**What you need to do**
Make your reply a word-for-word repeat of the records.

**Data for the task**
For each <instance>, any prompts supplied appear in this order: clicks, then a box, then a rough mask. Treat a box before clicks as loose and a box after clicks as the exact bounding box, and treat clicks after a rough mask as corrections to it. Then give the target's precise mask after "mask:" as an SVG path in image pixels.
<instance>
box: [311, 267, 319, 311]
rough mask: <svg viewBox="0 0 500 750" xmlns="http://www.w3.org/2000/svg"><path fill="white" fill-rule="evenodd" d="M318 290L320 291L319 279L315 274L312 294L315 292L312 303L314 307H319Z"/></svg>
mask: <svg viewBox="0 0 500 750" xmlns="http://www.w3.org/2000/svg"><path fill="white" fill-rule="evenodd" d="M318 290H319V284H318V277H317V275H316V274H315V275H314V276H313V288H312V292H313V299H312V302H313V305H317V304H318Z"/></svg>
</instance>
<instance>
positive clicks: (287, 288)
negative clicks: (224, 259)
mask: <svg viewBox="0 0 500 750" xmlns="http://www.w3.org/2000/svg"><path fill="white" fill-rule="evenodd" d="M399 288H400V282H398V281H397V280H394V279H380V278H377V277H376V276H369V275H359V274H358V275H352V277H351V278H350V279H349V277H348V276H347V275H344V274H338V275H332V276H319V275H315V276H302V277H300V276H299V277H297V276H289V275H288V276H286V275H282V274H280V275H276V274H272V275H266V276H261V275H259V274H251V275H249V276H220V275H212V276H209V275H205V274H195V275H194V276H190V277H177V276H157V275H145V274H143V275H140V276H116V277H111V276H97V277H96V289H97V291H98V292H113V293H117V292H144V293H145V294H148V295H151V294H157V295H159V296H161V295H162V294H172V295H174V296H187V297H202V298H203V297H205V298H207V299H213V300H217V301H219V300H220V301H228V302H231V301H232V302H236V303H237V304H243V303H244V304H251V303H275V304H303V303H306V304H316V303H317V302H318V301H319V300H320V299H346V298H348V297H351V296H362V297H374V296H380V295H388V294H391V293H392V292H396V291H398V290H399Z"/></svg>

**Solved problem**
For each <instance>, any prompts supplied appear in this order: clicks, then a box, then a rough mask. Treat a box before clicks as loose and a box after clicks as the exact bounding box, and treat clicks after a rough mask as corrections to it. Then give the target's precise mask after "mask:" as an SVG path in image pixels.
<instance>
box: [311, 267, 319, 311]
rough mask: <svg viewBox="0 0 500 750" xmlns="http://www.w3.org/2000/svg"><path fill="white" fill-rule="evenodd" d="M318 290L320 291L319 279L315 274L312 294L315 292L312 303L314 307H319Z"/></svg>
mask: <svg viewBox="0 0 500 750" xmlns="http://www.w3.org/2000/svg"><path fill="white" fill-rule="evenodd" d="M318 290H319V284H318V277H317V275H316V274H315V275H314V276H313V288H312V292H313V299H312V302H313V305H317V304H318Z"/></svg>
</instance>
<instance>
positive clicks: (287, 288)
negative clicks: (224, 259)
mask: <svg viewBox="0 0 500 750" xmlns="http://www.w3.org/2000/svg"><path fill="white" fill-rule="evenodd" d="M399 288H400V282H398V281H397V280H394V279H380V278H377V277H376V276H369V275H359V274H358V275H352V277H351V278H350V279H349V277H348V276H347V275H344V274H338V275H332V276H319V275H315V276H302V277H300V276H299V277H297V276H289V275H288V276H286V275H282V274H280V275H276V274H272V275H266V276H261V275H259V274H251V275H249V276H220V275H212V276H209V275H205V274H195V275H194V276H190V277H177V276H157V275H145V274H143V275H140V276H116V277H111V276H97V277H96V289H97V291H98V292H113V293H117V292H144V293H145V294H148V295H151V294H157V295H159V296H161V295H162V294H172V295H174V296H187V297H202V298H203V297H205V298H207V299H213V300H217V301H219V300H220V301H228V302H231V301H232V302H236V303H237V304H243V303H244V304H251V303H275V304H303V303H306V304H316V303H317V302H318V301H319V300H320V299H346V298H348V297H351V296H362V297H374V296H380V295H388V294H391V293H392V292H396V291H398V290H399Z"/></svg>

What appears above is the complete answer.